## Start EXCERPT TO READ
When gamma increases, development influence decreases more rapidly with distance. Size is half the size of the moving window. When gamma is low, local development influences more distant places. We compute development pressure for development in 1992 for Potential model to estimate how much development pressure influenced new development between 1992 and 2011. Then, we compute it also for 2011 for future projections.

r.futures.devpressure -n input=urban_1992 output=devpressure_0_5_92 method=gravity size=30 gamma=0.5 scaling_factor=0.1
r.futures.devpressure -n input=urban_2011 output=devpressure_0_5 method=gravity size=30 gamma=0.5 scaling_factor=0.1

Rescaling variables

First we will look at the ranges of our predictor variables by running a short Python code snippet in GUI Python shell (right click and select Paste Plus):

for name in ['slope', 'dist_to_water', 'dist_to_protected',
             'forest_smooth', 'forest_1992_smooth', 'travel_time_cities',
             'road_dens', 'dist_interchanges', 'devpressure_0_5_92', 'devpressure_0_5']:
    minmax = grass.raster_info(name)
## End EXCERPT TO READ
## Start RECORDS
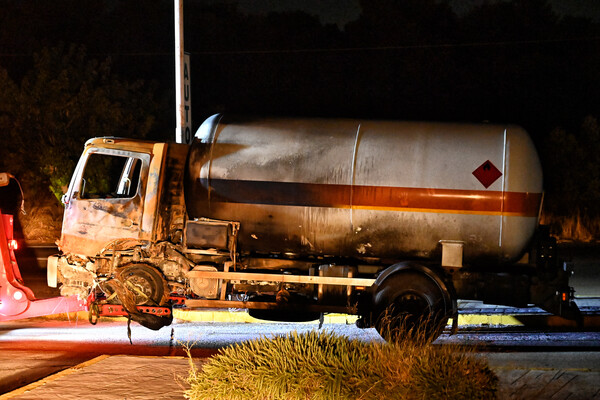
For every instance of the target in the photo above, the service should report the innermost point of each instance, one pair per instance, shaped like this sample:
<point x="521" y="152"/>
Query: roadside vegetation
<point x="324" y="365"/>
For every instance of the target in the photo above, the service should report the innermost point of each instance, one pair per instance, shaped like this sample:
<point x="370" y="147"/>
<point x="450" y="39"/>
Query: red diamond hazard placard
<point x="487" y="173"/>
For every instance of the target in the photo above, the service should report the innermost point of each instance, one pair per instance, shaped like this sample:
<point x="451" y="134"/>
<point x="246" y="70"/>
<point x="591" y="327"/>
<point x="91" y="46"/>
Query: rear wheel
<point x="410" y="305"/>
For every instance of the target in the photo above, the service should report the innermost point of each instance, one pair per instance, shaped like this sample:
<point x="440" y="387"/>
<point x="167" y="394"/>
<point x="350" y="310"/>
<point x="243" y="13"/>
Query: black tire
<point x="145" y="282"/>
<point x="410" y="305"/>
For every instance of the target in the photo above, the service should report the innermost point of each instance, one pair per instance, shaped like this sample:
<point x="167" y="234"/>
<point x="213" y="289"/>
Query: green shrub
<point x="323" y="365"/>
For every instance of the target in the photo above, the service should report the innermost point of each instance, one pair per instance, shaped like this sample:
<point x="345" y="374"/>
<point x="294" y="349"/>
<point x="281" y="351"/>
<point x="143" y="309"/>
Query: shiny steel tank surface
<point x="362" y="189"/>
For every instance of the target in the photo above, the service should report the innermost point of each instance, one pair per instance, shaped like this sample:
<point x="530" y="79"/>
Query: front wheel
<point x="410" y="305"/>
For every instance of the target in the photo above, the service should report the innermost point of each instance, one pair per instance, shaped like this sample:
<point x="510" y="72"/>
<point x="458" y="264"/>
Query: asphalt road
<point x="33" y="349"/>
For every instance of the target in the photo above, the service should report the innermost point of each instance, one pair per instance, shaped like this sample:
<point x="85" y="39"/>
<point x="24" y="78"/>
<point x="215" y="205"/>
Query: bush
<point x="323" y="365"/>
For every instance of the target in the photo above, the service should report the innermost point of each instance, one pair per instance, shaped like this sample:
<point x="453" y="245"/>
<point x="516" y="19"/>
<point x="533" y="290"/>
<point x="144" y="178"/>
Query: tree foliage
<point x="573" y="178"/>
<point x="62" y="101"/>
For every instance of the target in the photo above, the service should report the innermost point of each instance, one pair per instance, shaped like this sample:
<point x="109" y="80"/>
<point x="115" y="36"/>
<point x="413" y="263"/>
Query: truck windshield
<point x="110" y="176"/>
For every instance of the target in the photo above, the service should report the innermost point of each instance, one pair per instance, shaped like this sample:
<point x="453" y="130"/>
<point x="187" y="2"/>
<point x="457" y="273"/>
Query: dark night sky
<point x="497" y="63"/>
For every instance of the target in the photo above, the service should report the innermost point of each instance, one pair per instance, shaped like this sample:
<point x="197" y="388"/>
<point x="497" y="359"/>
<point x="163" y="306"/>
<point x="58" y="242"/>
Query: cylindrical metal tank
<point x="388" y="190"/>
## End RECORDS
#### WRITTEN INSTRUCTION 1:
Please write out the stretch of the development pressure excerpt from "for name in" through "minmax = grass.raster_info(name)", copying it word for word.
#### WRITTEN INSTRUCTION 2:
In the development pressure excerpt, what is size defined as?

#### ANSWER 1:
for name in ['slope', 'dist_to_water', 'dist_to_protected',
             'forest_smooth', 'forest_1992_smooth', 'travel_time_cities',
             'road_dens', 'dist_interchanges', 'devpressure_0_5_92', 'devpressure_0_5']:
    minmax = grass.raster_info(name)

#### ANSWER 2:
Half the size of the moving window.